DOCUMENT EXCERPT.
----------------

The American Medical Association (AMA) has again rejected physician-assisted suicide by an overwhelming majority.

Delegates at the June 8-12 AMA annual meeting in Chicago, voted 392-162 to reaffirm the organization’s existing policy, which states that “Physician-assisted suicide and euthanasia are fundamentally incompatible with the physician’s role as healer, would be difficult or impossible to control, and would pose serious societal risks.” By a 360-190 vote, it also adopted the AMA’s Council on Ethical and Judicial Affairs (CEJA) report which recommended that the organization maintain its opposition to doctor-assisted suicide and euthanasia.

In 2016, delegates at the annual general meeting of the AMA asked that its Council on Ethical and Judicial Affairs review the group’s policy on assisted suicide. In 2018, CEJA upheld the AMA’s opposition to assisted-suicide and euthanasia but a month later delegates voted again to ask CEJA to continue reviewing the policy. After advising minor tweaking to the AMA’s anti-assisted suicide position, euthanasia activists within the AMA continued to push for further review of the policy by CEJA. The council rejected direction to advise whether there was a difference between physician-assisted suicide and “aid-in-dying.” CEJA’s report stated that “debate is best served by using plainly descriptive language” and concluded that “despite its negative connotations, the term ‘physician-assisted suicide’ describes the practice with the greatest precision.”

Dr. Diane Gowski, a delegate from Florida, said during debate at the June meeting, “We would not give our patients a gun or revolver … so we should not be supplying them with lethal drugs. Physician-assisted suicide violates natural moral law.” She said changing the group’s position on the issue would “only confuse the public as to the intention and role of their physicians.”

----------------

PROBLEM TO SOLVE. In the article on physician-assisted suicide, what was the vote count by which AMA delegates reaffirmed the organization's existing policy? The dataset entries have no connection to the article on physician-assisted suicide.

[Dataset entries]

----------------

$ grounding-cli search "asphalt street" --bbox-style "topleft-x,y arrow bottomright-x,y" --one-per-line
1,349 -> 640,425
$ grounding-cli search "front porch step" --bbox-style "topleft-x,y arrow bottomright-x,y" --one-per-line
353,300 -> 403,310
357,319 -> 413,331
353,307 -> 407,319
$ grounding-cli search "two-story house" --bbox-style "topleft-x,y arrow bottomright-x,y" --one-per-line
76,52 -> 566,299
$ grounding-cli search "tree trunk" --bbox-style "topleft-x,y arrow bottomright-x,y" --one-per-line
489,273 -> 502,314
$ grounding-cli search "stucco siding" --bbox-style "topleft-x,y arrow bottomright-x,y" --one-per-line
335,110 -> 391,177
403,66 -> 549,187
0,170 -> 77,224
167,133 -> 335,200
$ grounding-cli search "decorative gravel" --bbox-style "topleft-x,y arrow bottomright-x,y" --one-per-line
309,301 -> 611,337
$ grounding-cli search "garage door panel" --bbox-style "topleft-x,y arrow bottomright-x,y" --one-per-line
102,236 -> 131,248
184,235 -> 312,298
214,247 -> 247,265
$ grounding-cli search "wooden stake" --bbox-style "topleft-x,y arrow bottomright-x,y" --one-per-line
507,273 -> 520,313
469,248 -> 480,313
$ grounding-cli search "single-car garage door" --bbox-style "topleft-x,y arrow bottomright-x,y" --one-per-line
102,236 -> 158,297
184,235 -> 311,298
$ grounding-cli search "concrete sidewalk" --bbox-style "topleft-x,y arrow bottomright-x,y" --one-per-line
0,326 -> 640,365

----------------

RESPONSE TO THIS EXERCISE. 392-162